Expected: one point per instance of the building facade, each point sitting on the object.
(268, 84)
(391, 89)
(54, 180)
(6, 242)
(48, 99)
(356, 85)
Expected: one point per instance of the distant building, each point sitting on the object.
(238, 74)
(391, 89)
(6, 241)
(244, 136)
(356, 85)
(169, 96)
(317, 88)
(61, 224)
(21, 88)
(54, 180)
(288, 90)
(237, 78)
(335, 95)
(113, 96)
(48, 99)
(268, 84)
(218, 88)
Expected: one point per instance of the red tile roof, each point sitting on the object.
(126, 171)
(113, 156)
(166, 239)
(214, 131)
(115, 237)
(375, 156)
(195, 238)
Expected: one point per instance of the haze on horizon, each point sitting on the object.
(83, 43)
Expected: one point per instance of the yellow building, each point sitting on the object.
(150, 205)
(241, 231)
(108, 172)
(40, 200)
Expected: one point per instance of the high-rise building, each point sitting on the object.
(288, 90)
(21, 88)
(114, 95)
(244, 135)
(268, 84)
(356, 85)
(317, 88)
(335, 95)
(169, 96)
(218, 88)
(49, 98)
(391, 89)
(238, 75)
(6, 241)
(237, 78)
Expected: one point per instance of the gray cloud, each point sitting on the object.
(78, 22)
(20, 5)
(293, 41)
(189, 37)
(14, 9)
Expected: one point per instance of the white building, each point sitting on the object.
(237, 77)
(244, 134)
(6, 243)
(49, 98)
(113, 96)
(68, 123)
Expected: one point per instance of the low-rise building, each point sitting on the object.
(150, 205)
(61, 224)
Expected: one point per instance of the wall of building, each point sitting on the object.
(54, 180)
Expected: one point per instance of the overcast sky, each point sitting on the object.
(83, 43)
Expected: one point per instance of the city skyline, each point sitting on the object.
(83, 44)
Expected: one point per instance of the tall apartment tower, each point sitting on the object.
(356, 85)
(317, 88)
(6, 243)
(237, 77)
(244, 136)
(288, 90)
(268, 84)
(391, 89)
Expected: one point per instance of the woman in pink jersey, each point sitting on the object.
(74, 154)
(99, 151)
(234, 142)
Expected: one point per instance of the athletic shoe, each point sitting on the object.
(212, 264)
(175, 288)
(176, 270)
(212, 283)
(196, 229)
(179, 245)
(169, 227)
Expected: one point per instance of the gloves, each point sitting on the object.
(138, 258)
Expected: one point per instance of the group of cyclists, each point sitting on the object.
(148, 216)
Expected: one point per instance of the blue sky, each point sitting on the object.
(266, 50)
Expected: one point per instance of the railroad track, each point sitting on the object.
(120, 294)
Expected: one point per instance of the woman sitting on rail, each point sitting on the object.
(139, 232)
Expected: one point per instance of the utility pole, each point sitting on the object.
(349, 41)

▶ _Exercise brief_: Return every line of the data unchanged.

▶ _Completed exercise_:
Expected: one point per instance of the building facade, each point sitting on the object.
(268, 84)
(391, 89)
(54, 180)
(6, 242)
(48, 99)
(356, 85)
Expected: one point per instance of the distant building, each point sitting on the object.
(238, 74)
(391, 89)
(6, 241)
(244, 136)
(356, 85)
(169, 96)
(317, 88)
(61, 224)
(21, 88)
(54, 180)
(288, 90)
(237, 78)
(335, 95)
(113, 96)
(48, 99)
(268, 84)
(218, 88)
Expected: one point per instance of the red tile roof, each point sitting on the object.
(126, 171)
(113, 156)
(166, 239)
(214, 131)
(115, 237)
(375, 156)
(195, 238)
Expected: one point per instance of the haze on horizon, each point sitting on the object.
(83, 43)
Expected: one point per instance of the yellow building, each point sitting on the object.
(150, 205)
(241, 231)
(108, 172)
(40, 200)
Expected: one point per instance of the high-rise building, each point sitting on the object.
(288, 90)
(21, 88)
(114, 95)
(244, 135)
(268, 84)
(356, 85)
(317, 88)
(335, 95)
(169, 96)
(218, 88)
(49, 98)
(391, 89)
(238, 75)
(6, 241)
(237, 78)
Expected: one point per instance of the gray cloud, each point sitting on the object.
(78, 22)
(20, 5)
(293, 41)
(189, 37)
(14, 9)
Expected: one point per instance of the white building, each point sitting on the object.
(237, 77)
(244, 134)
(6, 243)
(49, 98)
(113, 96)
(68, 123)
Expected: one point per instance of the low-rise building, each point sitting on the object.
(150, 205)
(61, 224)
Expected: one point per instance of the wall of building, each point sitting on the object.
(54, 180)
Expected: one point per instance of the overcast sky, each point sitting on the object.
(83, 43)
Expected: one point per instance of the city skyline, each point sitting on the object.
(83, 44)
Expected: one point per instance of the tall apartment tower, each point sitting on the object.
(356, 85)
(317, 88)
(6, 243)
(237, 77)
(244, 136)
(288, 90)
(268, 84)
(391, 89)
Expected: one point per instance of the woman in pink jersey, each point sitting on the object.
(74, 154)
(99, 151)
(234, 142)
Expected: one point per instance of the athletic shoe, each point sitting on the object.
(212, 264)
(175, 288)
(176, 270)
(212, 283)
(196, 229)
(179, 245)
(169, 227)
Expected: one point per instance of the gloves, each point sitting on the object.
(138, 258)
Expected: one point per instance of the group of cyclists, each point sitting on the object.
(148, 216)
Expected: one point per instance of the blue sky, each point sitting on the object.
(266, 50)
Expected: one point per instance of the railroad track, each point sitting on the object.
(120, 294)
Expected: one point per instance of the woman sitting on rail, each point sitting on the object.
(139, 232)
Expected: one point per instance of the utility pole, each point sitting on the object.
(349, 41)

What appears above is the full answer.